=== To-do list ===
1: Do these statements agree with the sailing post? (a) Tig earned a Junior Skipper rating. (b) The lessons at the Cal Sailing club were in dinghy sailing. (c) The second school of thought favors learning on a bigger keelboat. Answer each with yes or no and quote the deciding words.
2: Could you print the stretch of the sailing post from "And so this" through "into the drink."?
3: Can you carry on the sailing post from where it stops?

=== Passage to read ===
:::

Yes, it’s true. I discovered the meaning of “swearing like a sailor” many years ago when Tig and I took dinghy sailing lessons at the Cal Sailing club. Tig even earned his Junior Skipper rating. But most amazing of all was my potty mouth that was unleashed when things got going.
And so this spring, it’s time to brush up on sailing. Now if you want to throw a doozie of a bomb into a sailing forum, start a debate on the correct way to learn to sail. There are two schools of thought. The first is to learn on what you are going to sail/cruise with. That would be a bigger keelboat. That way, you learn how to manage and dock bigger boats, the systems, and the gear. The second school of thought says that the first method is foolish and dangerous. Small boats teach you how to be a better sailor because you learn the physics of the wind, water, etc deep in your bones as mistakes are magnified with a small boat — you get dunked into the drink.
So what route are we going to take? Both, I hope!

:::

=== Listed entries ===

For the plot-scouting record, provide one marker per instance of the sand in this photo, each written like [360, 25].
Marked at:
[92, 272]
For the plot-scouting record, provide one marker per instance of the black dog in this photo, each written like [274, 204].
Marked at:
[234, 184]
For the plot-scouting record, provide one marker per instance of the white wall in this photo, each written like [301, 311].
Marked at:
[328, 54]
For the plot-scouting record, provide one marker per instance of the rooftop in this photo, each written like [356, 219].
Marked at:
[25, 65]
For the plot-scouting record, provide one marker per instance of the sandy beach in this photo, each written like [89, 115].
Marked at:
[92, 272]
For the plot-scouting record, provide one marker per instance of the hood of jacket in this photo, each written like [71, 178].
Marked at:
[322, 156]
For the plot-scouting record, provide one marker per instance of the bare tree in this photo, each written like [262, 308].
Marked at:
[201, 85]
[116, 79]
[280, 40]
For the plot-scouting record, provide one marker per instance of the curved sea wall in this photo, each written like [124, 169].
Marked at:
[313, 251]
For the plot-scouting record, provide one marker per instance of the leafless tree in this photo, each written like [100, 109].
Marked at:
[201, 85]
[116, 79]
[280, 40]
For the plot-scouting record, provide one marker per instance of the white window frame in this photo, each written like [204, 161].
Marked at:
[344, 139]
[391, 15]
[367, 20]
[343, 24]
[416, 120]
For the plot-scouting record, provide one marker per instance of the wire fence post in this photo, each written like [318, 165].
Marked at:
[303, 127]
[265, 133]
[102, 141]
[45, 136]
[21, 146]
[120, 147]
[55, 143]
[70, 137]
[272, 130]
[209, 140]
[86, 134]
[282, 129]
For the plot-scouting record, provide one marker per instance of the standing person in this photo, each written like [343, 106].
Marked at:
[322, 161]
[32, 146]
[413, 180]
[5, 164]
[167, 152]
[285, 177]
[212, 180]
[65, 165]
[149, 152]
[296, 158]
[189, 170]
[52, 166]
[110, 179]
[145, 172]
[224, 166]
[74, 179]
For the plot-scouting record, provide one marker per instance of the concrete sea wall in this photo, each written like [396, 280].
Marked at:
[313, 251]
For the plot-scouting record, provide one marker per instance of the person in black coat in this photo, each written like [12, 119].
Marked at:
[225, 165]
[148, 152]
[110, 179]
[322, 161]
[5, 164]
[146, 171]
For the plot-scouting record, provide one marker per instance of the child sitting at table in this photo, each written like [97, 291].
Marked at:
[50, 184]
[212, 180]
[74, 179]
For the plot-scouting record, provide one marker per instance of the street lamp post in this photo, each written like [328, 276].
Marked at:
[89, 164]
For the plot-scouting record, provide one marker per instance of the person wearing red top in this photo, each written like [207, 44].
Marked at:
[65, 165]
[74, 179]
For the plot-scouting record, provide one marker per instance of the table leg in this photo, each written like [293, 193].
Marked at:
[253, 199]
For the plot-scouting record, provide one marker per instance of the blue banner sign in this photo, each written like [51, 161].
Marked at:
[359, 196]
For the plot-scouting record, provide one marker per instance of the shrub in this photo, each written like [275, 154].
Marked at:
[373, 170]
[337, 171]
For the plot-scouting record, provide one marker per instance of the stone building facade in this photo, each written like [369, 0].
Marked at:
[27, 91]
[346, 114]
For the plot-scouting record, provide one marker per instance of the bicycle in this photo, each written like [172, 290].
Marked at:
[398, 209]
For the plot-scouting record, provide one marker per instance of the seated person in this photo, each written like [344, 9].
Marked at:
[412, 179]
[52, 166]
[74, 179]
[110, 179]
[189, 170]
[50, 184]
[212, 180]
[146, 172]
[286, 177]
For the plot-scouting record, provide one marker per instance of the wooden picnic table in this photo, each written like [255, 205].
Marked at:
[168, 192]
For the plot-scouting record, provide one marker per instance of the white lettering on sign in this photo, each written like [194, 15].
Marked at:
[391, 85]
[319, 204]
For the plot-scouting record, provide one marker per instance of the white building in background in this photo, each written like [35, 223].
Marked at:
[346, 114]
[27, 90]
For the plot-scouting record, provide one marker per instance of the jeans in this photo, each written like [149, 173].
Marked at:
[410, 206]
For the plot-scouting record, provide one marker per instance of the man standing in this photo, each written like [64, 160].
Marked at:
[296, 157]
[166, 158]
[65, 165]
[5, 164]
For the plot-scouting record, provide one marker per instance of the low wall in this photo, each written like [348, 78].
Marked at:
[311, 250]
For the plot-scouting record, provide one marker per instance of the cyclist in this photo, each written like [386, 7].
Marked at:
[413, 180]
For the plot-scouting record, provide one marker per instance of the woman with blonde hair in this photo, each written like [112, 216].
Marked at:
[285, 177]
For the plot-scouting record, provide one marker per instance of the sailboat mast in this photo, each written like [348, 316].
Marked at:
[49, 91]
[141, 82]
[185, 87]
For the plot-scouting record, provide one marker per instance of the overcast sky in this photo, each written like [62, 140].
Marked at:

:::

=== Results for each task ===
1:
(a) Yes: "Tig even earned his Junior Skipper rating."
(b) Yes: "took dinghy sailing lessons at the Cal Sailing club"
(c) No: "The second school of thought says that the first method is foolish and dangerous."

2:
And so this spring, it’s time to brush up on sailing. Now if you want to throw a doozie of a bomb into a sailing forum, start a debate on the correct way to learn to sail. There are two schools of thought. The first is to learn on what you are going to sail/cruise with. That would be a bigger keelboat. That way, you learn how to manage and dock bigger boats, the systems, and the gear. The second school of thought says that the first method is foolish and dangerous. Small boats teach you how to be a better sailor because you learn the physics of the wind, water, etc deep in your bones as mistakes are magnified with a small boat — you get dunked into the drink.

3:
We plan on taking small boat lessons at the Community Boating, Inc., a sailing organization that serves the metropolitan Boston Community. In 2009 CB had 2,432 juniors, 3,250 adults, 417 universal access sailors, and 278 high school sailors from over 30 towns and communities in the metropolitan Boston area. See their fleet. The Adult Program of classes runs from April 1 through October 31.
As for big boats, we haven’t entirely figured out how we will get this experience. An obvious first step is to get on other people’s boats by volunteering to crew. There are also a few opportunities to charter other people’s boats with licensed captains.
As for professional sailing lessons, week-long liveaboard and sailing schools are over $2,000 per person. The expense isn’t the barrier–if we’re going to spend money on a boat, I think we should spend what it takes to learn how to sail one properly. It’s just that we can’t be efficient and take it together like zerotocruising did because someone would have to watch our kids, one of which is a baby and nursing. Here are some of the schools I looked at (I have no personal experience with these schools and therefore cannot make recommendations).
- Bluewater Sailing school has week-long courses as well as private courses (~$5000)
- Offshore Sailing School has the Fast Track to Cruising one-week course, including a family option, but kids must be seven years old.
- Maryland School of Sailing and Seamanship has a week-long Caribbean sailing program where participants live aboard an Island Packet 440. For those seeking certification, up to two levels of ASA Certification (ASA 101 and 103 or ASA 103 and 104) are available.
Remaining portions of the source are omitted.